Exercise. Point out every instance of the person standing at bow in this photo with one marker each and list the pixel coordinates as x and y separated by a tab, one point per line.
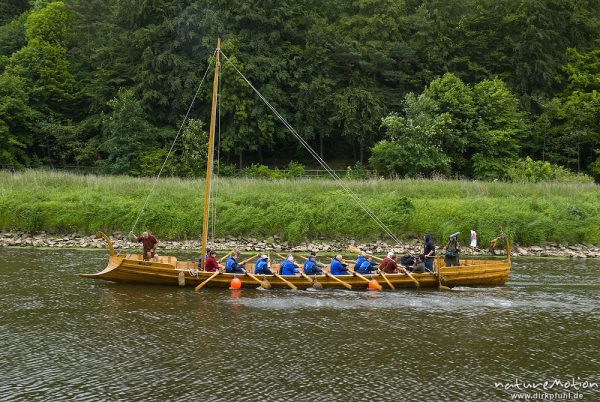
311	267
337	267
149	243
367	266
288	267
428	252
389	265
452	251
211	264
232	266
262	266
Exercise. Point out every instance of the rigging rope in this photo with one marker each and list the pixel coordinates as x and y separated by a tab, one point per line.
315	155
215	188
173	144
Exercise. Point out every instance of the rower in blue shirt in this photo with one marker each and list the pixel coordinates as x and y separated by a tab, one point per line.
337	267
232	266
288	267
367	267
262	266
361	258
311	267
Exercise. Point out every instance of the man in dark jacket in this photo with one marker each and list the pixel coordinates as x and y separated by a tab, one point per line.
149	243
388	265
428	252
232	266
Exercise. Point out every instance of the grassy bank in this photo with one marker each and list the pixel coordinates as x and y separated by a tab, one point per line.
301	209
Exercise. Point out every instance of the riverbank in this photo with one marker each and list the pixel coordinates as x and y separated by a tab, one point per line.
43	240
301	211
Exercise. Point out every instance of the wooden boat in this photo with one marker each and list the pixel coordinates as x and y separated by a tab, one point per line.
167	270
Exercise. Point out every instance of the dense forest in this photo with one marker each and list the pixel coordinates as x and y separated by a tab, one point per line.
467	88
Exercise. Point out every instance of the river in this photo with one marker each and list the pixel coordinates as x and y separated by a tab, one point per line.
66	337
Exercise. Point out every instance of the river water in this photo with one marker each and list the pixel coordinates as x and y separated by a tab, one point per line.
66	337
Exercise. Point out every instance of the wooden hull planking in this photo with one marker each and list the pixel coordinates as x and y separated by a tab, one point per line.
131	268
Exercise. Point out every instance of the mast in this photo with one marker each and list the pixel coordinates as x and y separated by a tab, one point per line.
209	161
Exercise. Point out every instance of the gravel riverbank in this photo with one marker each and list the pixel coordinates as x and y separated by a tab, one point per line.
22	239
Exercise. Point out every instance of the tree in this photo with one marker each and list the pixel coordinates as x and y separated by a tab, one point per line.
126	133
17	121
358	114
499	128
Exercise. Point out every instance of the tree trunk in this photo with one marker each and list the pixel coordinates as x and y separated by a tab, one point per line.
321	145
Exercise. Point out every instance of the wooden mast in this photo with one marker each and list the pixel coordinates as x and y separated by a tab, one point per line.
209	161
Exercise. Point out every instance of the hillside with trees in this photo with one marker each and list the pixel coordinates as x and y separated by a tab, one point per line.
459	88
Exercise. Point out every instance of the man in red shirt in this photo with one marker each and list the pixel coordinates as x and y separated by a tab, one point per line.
211	264
149	243
388	265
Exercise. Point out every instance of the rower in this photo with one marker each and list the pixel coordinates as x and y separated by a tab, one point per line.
288	267
311	267
361	258
388	265
367	267
337	267
232	266
211	264
262	266
149	243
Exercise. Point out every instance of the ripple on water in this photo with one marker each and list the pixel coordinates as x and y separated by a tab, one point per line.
65	337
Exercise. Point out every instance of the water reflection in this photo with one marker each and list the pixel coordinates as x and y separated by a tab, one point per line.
97	340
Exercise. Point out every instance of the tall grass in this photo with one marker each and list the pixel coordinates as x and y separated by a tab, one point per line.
303	209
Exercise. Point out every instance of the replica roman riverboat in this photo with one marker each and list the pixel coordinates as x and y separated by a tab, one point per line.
167	270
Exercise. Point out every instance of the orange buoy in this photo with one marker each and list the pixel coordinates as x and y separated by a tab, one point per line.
235	283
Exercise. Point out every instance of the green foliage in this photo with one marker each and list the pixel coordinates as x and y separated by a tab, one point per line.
259	171
333	70
295	169
17	120
453	128
531	171
126	135
191	156
303	210
49	24
358	172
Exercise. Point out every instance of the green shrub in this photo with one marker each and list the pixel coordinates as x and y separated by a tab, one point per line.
295	169
256	171
531	171
304	209
358	172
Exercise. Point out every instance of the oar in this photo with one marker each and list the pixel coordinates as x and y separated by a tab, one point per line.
440	286
197	288
346	284
358	251
225	256
288	283
314	282
387	280
364	278
265	284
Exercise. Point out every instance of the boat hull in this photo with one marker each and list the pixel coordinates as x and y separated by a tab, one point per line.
131	268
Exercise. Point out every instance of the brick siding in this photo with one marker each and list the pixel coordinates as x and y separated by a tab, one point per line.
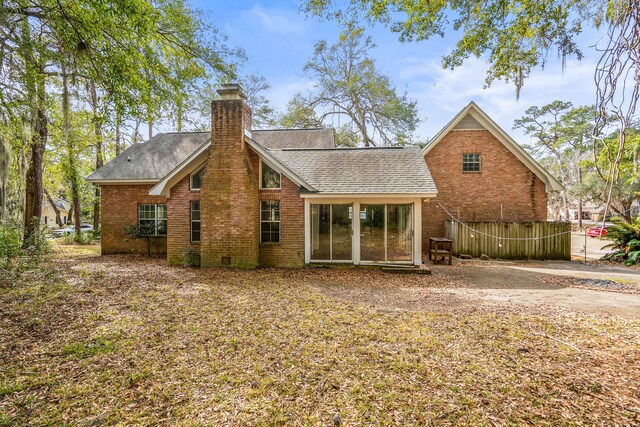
120	208
179	224
229	200
478	196
289	252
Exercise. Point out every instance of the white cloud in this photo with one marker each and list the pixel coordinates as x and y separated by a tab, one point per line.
282	91
275	21
443	93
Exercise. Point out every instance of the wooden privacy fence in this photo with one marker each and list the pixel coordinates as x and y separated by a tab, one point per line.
511	240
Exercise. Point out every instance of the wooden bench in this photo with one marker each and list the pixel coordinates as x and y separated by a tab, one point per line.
439	249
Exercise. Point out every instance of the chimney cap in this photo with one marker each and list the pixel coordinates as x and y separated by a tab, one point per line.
231	91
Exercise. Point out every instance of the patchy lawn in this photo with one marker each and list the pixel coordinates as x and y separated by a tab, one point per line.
93	340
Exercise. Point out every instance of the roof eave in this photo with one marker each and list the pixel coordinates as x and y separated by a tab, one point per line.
277	164
551	183
162	188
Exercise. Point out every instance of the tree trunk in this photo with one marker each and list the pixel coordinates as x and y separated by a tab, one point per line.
72	172
97	130
118	143
55	208
33	196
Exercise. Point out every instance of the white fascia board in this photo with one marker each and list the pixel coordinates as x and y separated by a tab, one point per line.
163	187
275	164
551	183
122	181
362	196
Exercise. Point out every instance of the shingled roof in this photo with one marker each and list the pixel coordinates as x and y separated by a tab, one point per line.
381	170
152	160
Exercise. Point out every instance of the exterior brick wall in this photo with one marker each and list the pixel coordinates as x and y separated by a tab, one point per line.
478	196
120	208
289	252
179	224
229	200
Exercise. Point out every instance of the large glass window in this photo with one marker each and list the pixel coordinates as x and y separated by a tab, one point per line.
331	232
195	221
152	219
269	179
196	179
270	221
386	232
471	162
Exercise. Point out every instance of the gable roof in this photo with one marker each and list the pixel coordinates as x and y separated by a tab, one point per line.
152	160
472	117
295	138
382	170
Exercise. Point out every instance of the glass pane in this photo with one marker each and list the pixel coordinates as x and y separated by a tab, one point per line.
372	233
196	180
195	211
270	178
162	211
195	231
341	232
399	232
162	227
320	232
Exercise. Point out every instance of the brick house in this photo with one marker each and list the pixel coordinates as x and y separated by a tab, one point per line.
242	198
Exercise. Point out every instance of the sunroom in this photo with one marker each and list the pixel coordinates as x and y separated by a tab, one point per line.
365	206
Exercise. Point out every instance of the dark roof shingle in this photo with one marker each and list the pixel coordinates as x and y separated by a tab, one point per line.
360	170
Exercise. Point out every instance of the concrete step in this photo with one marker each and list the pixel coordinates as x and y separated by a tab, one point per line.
421	269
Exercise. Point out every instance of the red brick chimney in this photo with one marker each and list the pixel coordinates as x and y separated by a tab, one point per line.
= = = =
* **Given request**: Rewrite the listing above, changing "Point out every instance of" to "Mark each occurrence of" throughout and leaving everything else as it is. Leave the pictures out.

* **Answer to this problem**:
Exercise. Mark each occurrence of the person standing at bow in this photo with one marker each and list the pixel coordinates as x and y separated by a tab, one point per line.
311	267
337	267
149	243
367	266
288	267
428	252
389	265
452	251
211	264
232	266
262	266
Exercise. Mark each occurrence of the rigging rope in this photo with one marker each and list the pixel coordinates as x and y separated by a tab, one point per line.
315	155
215	188
173	144
Exercise. Mark each occurrence of the rower in blue shirt in this photo with one marker each and list the pixel coordinates as x and y separated by a tab, one point per line.
337	267
232	266
288	267
367	267
262	266
361	258
311	267
Exercise. Mark each occurrence of the man in dark jacket in this photo with one marker each and list the pixel coordinates as x and y separated by a tab, one point per line.
149	243
388	265
428	252
232	266
Exercise. Mark each occurrence of the grassy bank in this photo with one marker each and list the pixel coordinates as x and y separated by a tab, one point per line.
301	209
Exercise. Mark each occurrence of the riverbank in this photo with one marker each and list the pixel coordinates as x and y separated by a tab, one point per line.
43	240
301	211
Exercise. Mark each occurrence of the wooden boat in this photo with one marker each and list the pixel coordinates as x and y separated by a tab, one point per line.
167	270
Exercise. Mark each occurrence of the dense forest in this photo with one marker each and list the pixel coordinates as x and y separated by a tab, one point per line.
467	88
Exercise. Mark each occurrence of the river in this photo with one marker each and list the pixel coordinates as x and y separated by a tab, one point per line.
66	337
Exercise. Mark each occurrence of the river water in this photo with one marker each and list the pixel coordinates as x and y separated by a tab, one point per line.
66	337
Exercise. Mark each occurrence of the wooden hull planking in this photo with one marker each and list the pixel coordinates as x and y separated by a tab, one point per line.
131	268
Exercise. Mark each occurrence of the mast in this photo with one marker each and list the pixel coordinates as x and y separated by a tab, one point per line.
209	161
Exercise. Mark each occurrence of the gravel riverbank in this photo with one marker each and list the pixel coordinates as x and y separated by a tab, one point per line.
22	239
Exercise. Mark each occurrence of the tree in this photo with one marker each and list the pixel coordinates as x and y separated by a tab, one point per line.
126	133
17	121
358	114
499	128
Exercise. Mark each occurrence of the tree trunk in this photo with one marker each and list the pixel coordinates as x and y separated by a tab, one point per line.
321	145
Exercise. Mark each occurrence of the wooden mast in this photo with one marker each and list the pixel coordinates as x and y separated by a tab, one point per line.
209	161
Exercise. Mark each occurrence of the hillside with trees in this photo with one marker each and list the pixel coordinates as x and y separated by a tab, one point per line.
459	88
Exercise. Mark each occurrence of the man in red shirt in this photo with one marker each and list the pixel coordinates as x and y separated by a tab, one point per line.
211	264
149	243
388	265
Exercise. Mark each occurrence of the rower in this photo with one marker each and list the pixel coordinates as x and y separated by a tab, one point per line.
288	267
311	267
361	258
388	265
367	267
337	267
232	266
211	264
262	266
149	243
Exercise. Mark each occurrence of the ripple on water in this photo with one marker each and list the pixel coordinates as x and y separated by a tab, one point per line.
65	337
Exercise. Mark each occurrence of the water reflection in this photo with one marker each and list the pixel coordinates as x and y separated by a tab, one point per line.
97	340
Exercise. Mark each occurrence of the tall grass in this photo with one marker each and list the pixel coordinates as x and y separated by a tab, one point per line.
303	209
Exercise. Mark each occurrence of the replica roman riverboat in this photo with one marker each and list the pixel coordinates as x and y separated by a tab, one point per line.
167	270
Exercise. Mark each occurrence of the orange buoy in this photo with one marker each and list the pixel coordinates as x and y separated by a tab, one point per line.
235	283
Exercise. Mark each occurrence of the green foliage in this photo with one marker each and list the pixel coordinates as x and y separated by a tab, one point per line.
259	171
333	70
295	169
17	120
453	128
531	171
126	135
191	156
303	210
49	24
358	172
Exercise. Mark each occurrence of the green shrub in this photo with one marker each and list the pixel coordinates as x and y separated by a tab, one point per line.
295	169
256	171
531	171
304	209
358	172
Exercise. Mark each occurrence of the oar in this photo with one marker each and list the pixel coordinates as x and y separated by a tab, one point per line.
440	286
197	288
346	284
358	251
225	256
288	283
314	282
387	280
364	278
265	284
Exercise. Mark each occurrence of the boat hull in this photo with one marker each and list the pixel coordinates as x and y separated by a tab, one point per line.
131	268
Exercise. Mark each occurrence of the brick siding in this photo with one marker each and list the pixel coordinates as x and y separated by a tab, one point per line.
120	208
179	224
229	200
478	196
289	252
Exercise. Mark each occurrence of the white cloud in this photo with one marker each and list the pixel coordinates as x and y separated by a tab, one point per line.
282	91
275	21
443	93
Exercise. Mark each occurrence of the wooden privacy fence in this photo with one marker each and list the pixel coordinates as x and y separated by a tab, one point per line.
511	240
Exercise. Mark each occurrence of the wooden bench in this photo with one marker each and list the pixel coordinates as x and y separated by a tab, one point per line.
439	249
Exercise. Mark each occurrence of the chimney cap in this photo with one marker each and list the pixel coordinates as x and y separated by a tab, one point per line.
231	91
Exercise. Mark each occurrence of the patchy lawn in this photo with one marker each and list the pixel coordinates as x and y separated by a tab, one point per line.
93	340
Exercise. Mark each occurrence of the roof eave in this photo with one marker each and list the pixel coordinates as x and y separated by a tab, one point per line.
277	164
551	183
162	188
Exercise. Mark each occurrence of the tree trunk in this photo with one marker each and list the pixel coordinates as x and y separated by a tab, one point per line.
72	172
97	130
118	143
55	208
33	196
Exercise. Mark each occurrence of the white fascia board in this photo with one marker each and list the pixel coordinates as x and y separated by a tab, one point per line.
163	187
275	164
551	183
122	181
362	196
Exercise. Mark each occurrence of the shingled roof in this photo with one marker each and list the pixel coordinates as x and y separated by a tab, one point per line.
381	170
152	160
Exercise. Mark each occurrence of the exterior brick wall in this photo with one marker each and list the pixel coordinates as x and y separated by a tab, one point per line.
478	196
120	208
289	252
179	224
229	200
Exercise. Mark each occurrence of the large glass window in this photo with one marker each and list the pixel coordinates as x and y separated by a tab, one point per line.
331	232
195	221
152	219
269	179
196	179
270	221
386	232
471	162
Exercise. Mark each occurrence of the gable roof in this photo with one marker each and list the pixel coordinates as x and y separated by a tab, one point per line.
152	160
472	117
295	138
382	170
Exercise. Mark each occurrence of the glass pane in this photo with one marker each and list the pixel coordinates as x and y separated by a tab, one point per line.
372	233
196	180
195	211
270	178
162	211
195	231
341	232
399	232
162	227
320	232
Exercise. Mark each occurrence of the brick house in this photo with one marker each and list the pixel coordinates as x and y separated by a tab, one point per line.
242	198
Exercise. Mark each occurrence of the sunroom in this photo with one marker each and list the pixel coordinates as x and y separated by a tab, one point per line.
365	206
Exercise. Mark each occurrence of the dark roof shingle in this photo with one marker each and list the pixel coordinates as x and y separated by a tab, one point per line.
360	170
Exercise. Mark each occurrence of the concrete step in this photo with one marker each and list the pixel coordinates as x and y separated by a tab, one point per line.
421	269
Exercise. Mark each occurrence of the red brick chimney in this photo with one marker each and list the pixel coordinates as x and y separated by a tab, one point per line.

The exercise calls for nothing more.